- **TASK BRIEF**
Which lines of the material below contain the word "black"? Report each of those lines in full.

- **EXERCISE INPUT**
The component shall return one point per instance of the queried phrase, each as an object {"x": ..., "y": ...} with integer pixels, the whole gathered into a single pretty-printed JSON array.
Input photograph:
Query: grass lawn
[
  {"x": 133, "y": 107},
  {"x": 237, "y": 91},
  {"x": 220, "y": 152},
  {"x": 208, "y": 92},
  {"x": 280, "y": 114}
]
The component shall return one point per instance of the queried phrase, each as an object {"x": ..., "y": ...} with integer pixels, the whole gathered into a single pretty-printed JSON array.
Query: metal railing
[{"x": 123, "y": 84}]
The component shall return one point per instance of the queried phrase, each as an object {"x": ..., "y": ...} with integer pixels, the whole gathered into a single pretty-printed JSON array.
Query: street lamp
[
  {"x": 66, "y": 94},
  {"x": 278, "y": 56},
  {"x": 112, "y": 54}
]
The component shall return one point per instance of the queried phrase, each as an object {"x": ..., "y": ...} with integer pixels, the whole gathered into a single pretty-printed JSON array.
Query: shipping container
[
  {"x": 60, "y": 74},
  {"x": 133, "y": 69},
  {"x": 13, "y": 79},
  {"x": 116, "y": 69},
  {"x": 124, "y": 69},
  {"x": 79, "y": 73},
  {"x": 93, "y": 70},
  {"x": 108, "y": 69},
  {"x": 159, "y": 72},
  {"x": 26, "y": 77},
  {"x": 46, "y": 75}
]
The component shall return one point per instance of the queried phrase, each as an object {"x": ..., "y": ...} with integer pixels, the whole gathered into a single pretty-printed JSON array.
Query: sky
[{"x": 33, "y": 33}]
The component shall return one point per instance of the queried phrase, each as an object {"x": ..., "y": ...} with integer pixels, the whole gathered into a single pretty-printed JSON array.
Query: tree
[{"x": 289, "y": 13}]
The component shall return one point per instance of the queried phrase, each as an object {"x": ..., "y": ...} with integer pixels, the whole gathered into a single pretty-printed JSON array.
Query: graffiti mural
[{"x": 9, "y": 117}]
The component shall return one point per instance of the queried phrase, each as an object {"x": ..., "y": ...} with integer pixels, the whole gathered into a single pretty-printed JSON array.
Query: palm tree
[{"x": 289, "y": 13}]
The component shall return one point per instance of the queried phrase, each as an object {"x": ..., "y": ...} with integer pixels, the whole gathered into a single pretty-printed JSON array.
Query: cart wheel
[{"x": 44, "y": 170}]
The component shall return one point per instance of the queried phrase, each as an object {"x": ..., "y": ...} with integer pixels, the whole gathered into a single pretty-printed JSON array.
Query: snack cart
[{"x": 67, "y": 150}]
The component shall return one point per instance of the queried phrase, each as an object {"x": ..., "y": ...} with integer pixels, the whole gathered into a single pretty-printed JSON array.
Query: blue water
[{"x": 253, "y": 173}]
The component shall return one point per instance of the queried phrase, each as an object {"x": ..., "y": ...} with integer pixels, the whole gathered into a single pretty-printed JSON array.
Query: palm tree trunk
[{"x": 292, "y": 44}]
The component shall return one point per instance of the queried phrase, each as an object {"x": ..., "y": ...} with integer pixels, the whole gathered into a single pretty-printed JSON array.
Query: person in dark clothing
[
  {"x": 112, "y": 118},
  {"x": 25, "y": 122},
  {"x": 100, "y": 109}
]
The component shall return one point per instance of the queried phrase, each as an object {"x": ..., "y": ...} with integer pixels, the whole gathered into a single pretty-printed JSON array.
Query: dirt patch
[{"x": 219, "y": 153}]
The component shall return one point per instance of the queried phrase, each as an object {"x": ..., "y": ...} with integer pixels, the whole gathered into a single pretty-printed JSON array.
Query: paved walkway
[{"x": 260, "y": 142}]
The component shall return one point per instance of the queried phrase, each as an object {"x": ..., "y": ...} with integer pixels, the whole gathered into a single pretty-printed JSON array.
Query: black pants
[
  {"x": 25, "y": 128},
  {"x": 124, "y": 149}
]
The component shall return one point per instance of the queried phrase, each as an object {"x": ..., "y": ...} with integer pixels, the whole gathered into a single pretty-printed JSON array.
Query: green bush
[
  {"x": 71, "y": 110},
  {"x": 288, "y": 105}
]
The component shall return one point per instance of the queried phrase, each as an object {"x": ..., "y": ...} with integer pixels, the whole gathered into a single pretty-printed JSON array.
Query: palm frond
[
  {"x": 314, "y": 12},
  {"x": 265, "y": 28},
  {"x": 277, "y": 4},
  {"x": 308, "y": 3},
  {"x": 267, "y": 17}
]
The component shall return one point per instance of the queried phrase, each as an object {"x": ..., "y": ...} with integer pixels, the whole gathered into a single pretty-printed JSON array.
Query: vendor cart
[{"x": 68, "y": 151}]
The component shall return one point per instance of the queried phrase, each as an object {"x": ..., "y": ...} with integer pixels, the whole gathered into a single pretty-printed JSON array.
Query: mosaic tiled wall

---

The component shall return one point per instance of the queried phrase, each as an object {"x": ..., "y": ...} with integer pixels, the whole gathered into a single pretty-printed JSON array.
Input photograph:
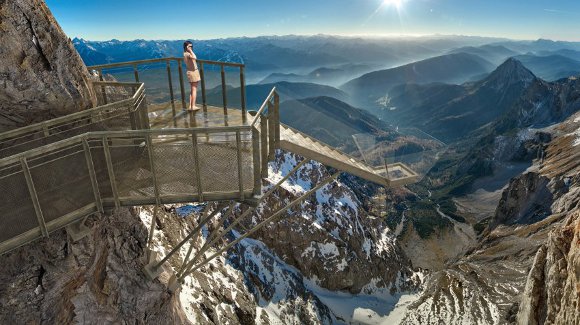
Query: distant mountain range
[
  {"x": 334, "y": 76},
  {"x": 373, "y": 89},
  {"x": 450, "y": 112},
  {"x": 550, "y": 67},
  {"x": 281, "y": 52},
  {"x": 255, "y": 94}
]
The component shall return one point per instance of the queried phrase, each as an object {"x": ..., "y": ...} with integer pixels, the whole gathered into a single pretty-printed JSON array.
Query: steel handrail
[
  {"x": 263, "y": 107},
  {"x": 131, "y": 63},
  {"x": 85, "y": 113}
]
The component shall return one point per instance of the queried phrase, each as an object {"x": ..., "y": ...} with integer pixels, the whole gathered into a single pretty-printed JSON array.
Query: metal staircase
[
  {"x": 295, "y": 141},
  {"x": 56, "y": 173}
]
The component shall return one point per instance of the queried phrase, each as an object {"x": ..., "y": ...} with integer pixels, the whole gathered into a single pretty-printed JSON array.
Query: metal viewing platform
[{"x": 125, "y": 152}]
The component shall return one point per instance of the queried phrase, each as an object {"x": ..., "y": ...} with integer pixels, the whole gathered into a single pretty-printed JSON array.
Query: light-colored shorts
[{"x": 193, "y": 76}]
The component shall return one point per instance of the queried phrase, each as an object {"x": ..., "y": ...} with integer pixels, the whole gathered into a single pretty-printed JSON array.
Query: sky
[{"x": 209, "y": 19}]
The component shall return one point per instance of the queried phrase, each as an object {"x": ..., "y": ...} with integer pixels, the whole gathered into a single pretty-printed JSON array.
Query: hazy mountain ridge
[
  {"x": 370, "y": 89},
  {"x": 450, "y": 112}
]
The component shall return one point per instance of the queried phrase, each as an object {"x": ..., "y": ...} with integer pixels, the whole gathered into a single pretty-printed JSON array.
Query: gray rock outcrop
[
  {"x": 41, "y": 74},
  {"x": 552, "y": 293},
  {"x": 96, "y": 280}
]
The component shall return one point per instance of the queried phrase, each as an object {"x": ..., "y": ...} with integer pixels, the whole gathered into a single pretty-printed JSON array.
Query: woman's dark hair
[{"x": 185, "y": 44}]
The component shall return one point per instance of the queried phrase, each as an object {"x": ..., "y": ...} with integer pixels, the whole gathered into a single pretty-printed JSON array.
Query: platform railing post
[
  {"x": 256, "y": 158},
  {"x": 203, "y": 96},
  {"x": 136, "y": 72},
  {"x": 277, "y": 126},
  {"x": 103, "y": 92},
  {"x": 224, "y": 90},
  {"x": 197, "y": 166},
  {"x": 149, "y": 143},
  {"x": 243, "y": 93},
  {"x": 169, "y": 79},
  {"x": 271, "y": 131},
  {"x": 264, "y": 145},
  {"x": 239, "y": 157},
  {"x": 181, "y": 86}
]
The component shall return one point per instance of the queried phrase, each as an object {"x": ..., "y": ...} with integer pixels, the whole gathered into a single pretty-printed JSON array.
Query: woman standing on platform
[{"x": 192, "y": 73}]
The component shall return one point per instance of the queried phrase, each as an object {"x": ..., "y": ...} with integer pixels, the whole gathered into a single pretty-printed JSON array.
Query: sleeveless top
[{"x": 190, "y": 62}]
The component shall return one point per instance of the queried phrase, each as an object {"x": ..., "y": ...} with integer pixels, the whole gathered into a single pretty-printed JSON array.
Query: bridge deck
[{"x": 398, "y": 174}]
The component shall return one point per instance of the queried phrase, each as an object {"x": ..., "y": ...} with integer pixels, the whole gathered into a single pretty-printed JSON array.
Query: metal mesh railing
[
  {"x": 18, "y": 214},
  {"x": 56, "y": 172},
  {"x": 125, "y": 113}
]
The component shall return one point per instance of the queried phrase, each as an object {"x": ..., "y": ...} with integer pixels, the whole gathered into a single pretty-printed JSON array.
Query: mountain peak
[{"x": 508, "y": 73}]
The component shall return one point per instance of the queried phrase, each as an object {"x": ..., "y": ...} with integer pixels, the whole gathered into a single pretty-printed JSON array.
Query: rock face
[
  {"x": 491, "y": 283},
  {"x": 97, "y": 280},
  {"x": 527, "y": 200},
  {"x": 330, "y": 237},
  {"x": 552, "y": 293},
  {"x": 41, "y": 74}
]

* * *

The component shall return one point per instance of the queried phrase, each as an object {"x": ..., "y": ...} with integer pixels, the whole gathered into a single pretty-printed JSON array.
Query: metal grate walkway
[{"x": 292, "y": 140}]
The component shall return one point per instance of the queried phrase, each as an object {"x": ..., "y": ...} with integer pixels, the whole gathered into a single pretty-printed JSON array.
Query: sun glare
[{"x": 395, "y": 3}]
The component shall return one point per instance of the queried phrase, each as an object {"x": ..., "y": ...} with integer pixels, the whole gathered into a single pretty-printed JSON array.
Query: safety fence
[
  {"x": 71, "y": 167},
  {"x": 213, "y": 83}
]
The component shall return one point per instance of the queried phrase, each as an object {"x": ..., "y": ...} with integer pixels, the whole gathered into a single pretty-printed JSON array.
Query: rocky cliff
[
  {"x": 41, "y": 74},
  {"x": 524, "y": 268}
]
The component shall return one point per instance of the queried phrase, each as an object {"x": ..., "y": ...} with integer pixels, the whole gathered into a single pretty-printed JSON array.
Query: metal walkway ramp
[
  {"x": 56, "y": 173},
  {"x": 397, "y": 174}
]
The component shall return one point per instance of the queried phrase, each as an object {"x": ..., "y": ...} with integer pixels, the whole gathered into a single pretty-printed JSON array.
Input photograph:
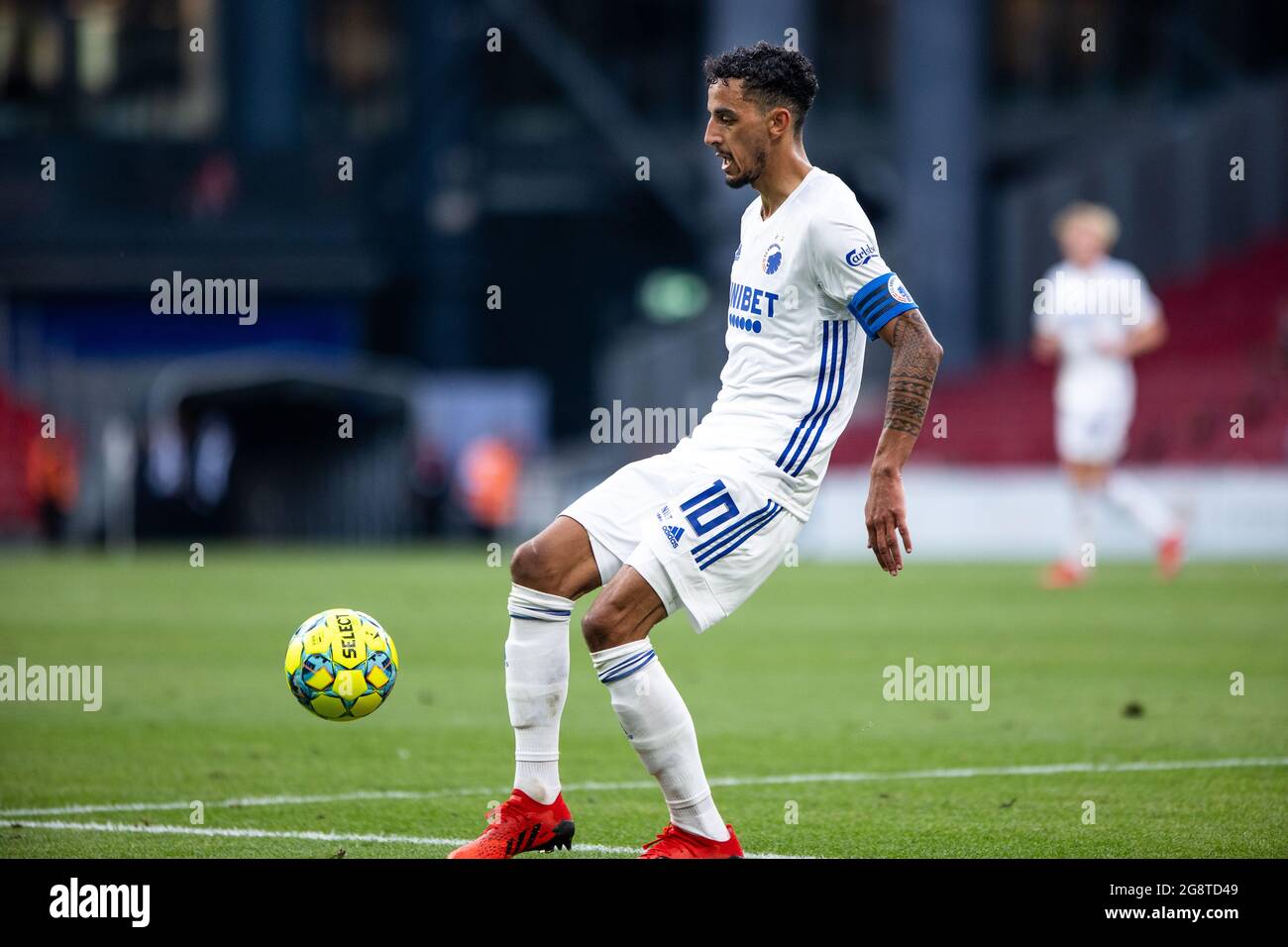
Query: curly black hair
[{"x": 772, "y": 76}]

- **EXERCISE SOLUTION**
Query: black pants
Query: curly black hair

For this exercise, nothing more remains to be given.